_Task instructions:_
Answer these questions from the text on home-sale gifts:
(a) What is the minimum value of the custom art piece given to buyers at Jolie?
(b) In what month did Robert Levine start offering the boat trip at Quay Tower?
(c) What did Mr. Carroll include in the sale of his house in Golden Isles?

Then there’s the US$2 million art collection that was included in the sale of the penthouse residence at the Four Seasons Residences in Miami’s Brickell neighbourhood. The property recently sold for $15.9 million and spans 817sqm feet. Designed by the renowned firm ODP Architects, it features contemporary paintings and sculpture pieces from notable names such as the American conceptual artist Bill Beckley and the sculptor Tom Brewitz.

But it’s hard to top the millions of dollars of extras that were attached to the asking price in 2019 of the US$85 million 1393sqm  duplex at the Atelier, in Manhattan’s Hell’s Kitchen neighbourhood. The list included two Rolls-Royce Phantoms, a Lamborghini Aventador, a US$1 million yacht with five years of docking fees, a summer stay at a Hamptons mansion, weekly dinners for two at lavish French restaurant Daniel and a live-in butler and private chef for a year. And the most outrageous of all: a flight for two to space.

It turned out that the so-called duplex was actually a collection of several apartments and a listing that went unsold. It did, however, generate plenty of buzz among the press and in real estate circles and was a marketing success, according to Mr. Miller.

“A listing like this that almost seems unbelievable with all the gifts will get plenty of eyeballs but is unlikely to push sales,” he said. “Empirically, it’s not an effective tactic.”

On the other hand, Mr. Miller said that more reasonable but still generous freebies, such as the membership to a yacht club, have the potential to push undecided buyers to go for the sale. “A nice but not too lavish gift won’t be the singular thing toward their decision but can be a big factor,” he said. “It’s a feel-good incentive that buyers think they’re getting without an extra cost.”

Examples of these bonuses include a membership to the 1 Hotel South Beach private beach club that buyers receive with the purchase of a residence at Baccarat Residences Brickell, or the one-year membership to the Grand Bay Beach Club in Key Biscayne for those who spring for a home at Casa Bella Residences by B&B Italia, located in downtown Miami and a residential project from the namesake renowned Italian furniture brand. The price of a membership at the Grand Bay Beach Club is usually a US$19,500 initiation fee and US$415 in monthly dues.


The Grand Salon at at Baccarat Residences Brickell in Miami.
Baccarat Residences

Still enticing but less expensive perks include the two-hour cruise around New York on a wooden Hemmingway boat, valued at US$1,900, for buyers at Quay Tower, at Brooklyn Bridge Park in New York City. The building’s developer, Robert Levine, said that he started offering the boat trip in July to help sell the remaining units. “We’re close to 70% sold, but, of course, I want everything to go,” he said.

There’s also the US$1,635 Avalon throw blanket from Hermes for those who close on a unit at Ten30 South Beach, a 33-unit boutique condominium; in Manhattan’s Financial District, a custom piece of art from the acclaimed artist James Perkins is gifted to buyers at Jolie, a 42-story building on Greenwich Street. Perkins said the value of the piece depends on the home purchase price, but the minimum is US$4,000. “The higher end homes get a more sizable work,” he said.

When gifts are part of a total real estate package, the sale can become emotional and personal, according to Chad Carroll, a real estate agent with Compass in South Florida and the founder of The Carroll Group. “If the freebie appeals to the buyer, the transaction takes on a different dynamic,” he said. “A gift becomes the kicker that they love the idea of having.”

Speaking from his own experience, Mr. Carroll said that sellers can also have an emotional connection to the exchange. “I was selling my house in Golden Isles last year for US$5.4 million and included my jet ski and paddle boards,” he said. “The buyers were a family with young kids and absolutely loved the water toys.” Mr. Carroll could have held out for a higher bidder, he said, but decided to accept their offer. “I liked them and wanted them to create the same happy memories in the home that I did,” he said.

The family moved in a few months later.

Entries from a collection
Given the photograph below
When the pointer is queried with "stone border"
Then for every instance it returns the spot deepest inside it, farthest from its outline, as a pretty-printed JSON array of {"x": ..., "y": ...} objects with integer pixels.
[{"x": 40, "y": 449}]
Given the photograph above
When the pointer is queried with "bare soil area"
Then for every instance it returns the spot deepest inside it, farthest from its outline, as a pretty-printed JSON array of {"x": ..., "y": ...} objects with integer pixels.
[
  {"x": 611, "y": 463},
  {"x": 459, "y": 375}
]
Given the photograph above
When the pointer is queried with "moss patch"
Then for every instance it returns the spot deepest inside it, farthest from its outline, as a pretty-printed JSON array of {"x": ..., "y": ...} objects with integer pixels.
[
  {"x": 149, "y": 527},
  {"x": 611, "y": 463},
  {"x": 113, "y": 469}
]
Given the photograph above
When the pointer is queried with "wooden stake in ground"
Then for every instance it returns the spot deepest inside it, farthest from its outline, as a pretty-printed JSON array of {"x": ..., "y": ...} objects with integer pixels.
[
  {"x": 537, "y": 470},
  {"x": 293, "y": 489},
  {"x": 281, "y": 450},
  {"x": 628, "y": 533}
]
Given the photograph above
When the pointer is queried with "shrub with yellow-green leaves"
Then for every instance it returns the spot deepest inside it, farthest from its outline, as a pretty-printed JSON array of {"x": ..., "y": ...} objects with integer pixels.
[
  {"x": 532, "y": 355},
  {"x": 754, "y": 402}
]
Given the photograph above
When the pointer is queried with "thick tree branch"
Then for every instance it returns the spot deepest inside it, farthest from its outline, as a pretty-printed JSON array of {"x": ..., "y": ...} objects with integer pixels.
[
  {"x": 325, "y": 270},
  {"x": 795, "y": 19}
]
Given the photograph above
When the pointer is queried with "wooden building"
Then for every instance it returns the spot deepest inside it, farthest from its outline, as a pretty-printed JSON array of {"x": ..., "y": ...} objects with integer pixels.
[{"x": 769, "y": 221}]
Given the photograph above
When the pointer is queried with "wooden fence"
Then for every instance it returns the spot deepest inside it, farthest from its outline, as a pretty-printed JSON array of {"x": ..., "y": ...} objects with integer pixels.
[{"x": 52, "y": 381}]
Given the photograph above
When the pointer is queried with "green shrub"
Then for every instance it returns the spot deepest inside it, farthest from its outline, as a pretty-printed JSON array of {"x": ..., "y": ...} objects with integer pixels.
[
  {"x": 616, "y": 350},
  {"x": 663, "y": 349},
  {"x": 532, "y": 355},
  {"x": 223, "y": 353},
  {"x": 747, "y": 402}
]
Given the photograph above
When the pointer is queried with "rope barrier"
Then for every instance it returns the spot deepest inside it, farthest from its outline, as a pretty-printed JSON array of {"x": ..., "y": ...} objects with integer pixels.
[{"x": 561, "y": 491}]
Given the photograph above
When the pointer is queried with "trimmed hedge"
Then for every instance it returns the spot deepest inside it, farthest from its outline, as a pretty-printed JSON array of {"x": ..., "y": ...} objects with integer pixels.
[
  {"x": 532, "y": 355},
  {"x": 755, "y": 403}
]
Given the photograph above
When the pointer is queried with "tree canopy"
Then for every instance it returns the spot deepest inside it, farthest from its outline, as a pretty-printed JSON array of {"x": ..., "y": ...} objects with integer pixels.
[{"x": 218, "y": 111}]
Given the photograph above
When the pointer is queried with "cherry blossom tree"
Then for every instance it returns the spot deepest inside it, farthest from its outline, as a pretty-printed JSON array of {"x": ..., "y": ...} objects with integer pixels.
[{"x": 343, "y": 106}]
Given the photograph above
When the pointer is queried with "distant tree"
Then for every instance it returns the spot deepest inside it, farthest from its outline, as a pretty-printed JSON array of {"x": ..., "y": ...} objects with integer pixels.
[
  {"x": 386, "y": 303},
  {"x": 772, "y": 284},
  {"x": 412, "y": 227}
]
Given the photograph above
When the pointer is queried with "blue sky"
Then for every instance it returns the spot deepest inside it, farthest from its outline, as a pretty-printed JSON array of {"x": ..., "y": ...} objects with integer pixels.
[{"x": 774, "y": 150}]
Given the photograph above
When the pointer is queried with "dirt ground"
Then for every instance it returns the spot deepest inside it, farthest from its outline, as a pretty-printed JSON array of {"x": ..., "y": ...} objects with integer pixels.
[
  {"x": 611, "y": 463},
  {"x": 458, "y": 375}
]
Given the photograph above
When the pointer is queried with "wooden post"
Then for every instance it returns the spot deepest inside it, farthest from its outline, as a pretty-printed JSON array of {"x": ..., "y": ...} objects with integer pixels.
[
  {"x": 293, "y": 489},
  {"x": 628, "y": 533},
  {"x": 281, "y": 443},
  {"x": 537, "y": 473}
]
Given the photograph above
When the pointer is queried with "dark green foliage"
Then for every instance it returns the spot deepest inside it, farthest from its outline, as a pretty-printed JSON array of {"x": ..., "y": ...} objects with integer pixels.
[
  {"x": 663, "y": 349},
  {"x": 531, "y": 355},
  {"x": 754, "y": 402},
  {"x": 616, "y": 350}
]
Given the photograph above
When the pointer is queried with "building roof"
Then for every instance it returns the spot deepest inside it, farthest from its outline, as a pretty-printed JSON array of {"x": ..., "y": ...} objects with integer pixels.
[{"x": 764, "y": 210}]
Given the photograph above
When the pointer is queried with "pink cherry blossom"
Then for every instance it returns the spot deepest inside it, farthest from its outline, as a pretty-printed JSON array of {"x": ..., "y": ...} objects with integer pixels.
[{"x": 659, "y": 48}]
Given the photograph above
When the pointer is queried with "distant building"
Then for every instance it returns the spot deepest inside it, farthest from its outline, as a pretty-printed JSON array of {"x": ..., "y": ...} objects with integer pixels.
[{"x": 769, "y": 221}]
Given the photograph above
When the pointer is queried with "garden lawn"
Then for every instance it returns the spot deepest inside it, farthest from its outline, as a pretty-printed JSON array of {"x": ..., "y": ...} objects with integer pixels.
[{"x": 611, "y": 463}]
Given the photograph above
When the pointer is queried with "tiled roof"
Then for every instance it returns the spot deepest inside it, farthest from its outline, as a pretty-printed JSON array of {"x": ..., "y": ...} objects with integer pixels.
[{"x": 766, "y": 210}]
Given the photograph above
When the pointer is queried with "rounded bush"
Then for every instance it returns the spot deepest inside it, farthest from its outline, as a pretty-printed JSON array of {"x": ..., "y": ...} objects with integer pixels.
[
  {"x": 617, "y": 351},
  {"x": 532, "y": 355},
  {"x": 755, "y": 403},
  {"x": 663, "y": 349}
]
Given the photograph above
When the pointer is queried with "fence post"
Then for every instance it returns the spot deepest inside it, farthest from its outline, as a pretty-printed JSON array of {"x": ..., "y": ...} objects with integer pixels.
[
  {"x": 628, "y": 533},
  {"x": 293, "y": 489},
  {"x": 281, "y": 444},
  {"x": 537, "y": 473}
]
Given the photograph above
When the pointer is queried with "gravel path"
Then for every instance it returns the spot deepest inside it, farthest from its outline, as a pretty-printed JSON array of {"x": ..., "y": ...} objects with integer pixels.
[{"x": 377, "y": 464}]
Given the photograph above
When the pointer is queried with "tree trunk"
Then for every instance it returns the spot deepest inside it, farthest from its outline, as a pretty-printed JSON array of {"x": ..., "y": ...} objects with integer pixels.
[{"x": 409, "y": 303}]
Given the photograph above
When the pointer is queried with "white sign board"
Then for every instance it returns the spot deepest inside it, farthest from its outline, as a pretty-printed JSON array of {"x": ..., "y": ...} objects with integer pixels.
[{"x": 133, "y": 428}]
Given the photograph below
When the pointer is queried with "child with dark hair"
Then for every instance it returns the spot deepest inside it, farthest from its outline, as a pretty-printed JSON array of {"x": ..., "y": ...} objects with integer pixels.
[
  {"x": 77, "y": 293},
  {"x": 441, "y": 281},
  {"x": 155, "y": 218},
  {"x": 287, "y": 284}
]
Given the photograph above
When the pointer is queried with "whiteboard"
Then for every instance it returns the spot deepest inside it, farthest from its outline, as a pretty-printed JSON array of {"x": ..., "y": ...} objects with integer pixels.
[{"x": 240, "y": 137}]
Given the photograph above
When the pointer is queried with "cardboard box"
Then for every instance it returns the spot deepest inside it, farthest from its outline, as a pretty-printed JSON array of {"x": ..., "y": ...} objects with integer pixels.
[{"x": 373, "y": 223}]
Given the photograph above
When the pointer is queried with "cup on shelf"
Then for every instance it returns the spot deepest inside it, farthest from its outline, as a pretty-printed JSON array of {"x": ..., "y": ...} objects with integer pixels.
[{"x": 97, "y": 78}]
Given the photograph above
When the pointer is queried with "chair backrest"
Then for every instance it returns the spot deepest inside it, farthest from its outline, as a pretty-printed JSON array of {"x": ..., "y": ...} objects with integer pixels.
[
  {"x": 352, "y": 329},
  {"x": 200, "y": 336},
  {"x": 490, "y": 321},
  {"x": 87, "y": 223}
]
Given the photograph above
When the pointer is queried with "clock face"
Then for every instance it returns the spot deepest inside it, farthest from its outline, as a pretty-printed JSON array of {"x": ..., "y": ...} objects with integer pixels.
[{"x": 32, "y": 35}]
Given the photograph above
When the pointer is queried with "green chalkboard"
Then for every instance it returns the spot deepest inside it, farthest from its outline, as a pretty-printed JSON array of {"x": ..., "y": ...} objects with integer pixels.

_Output of the exercise:_
(a) US$4,000
(b) July
(c) His jet ski and paddle boards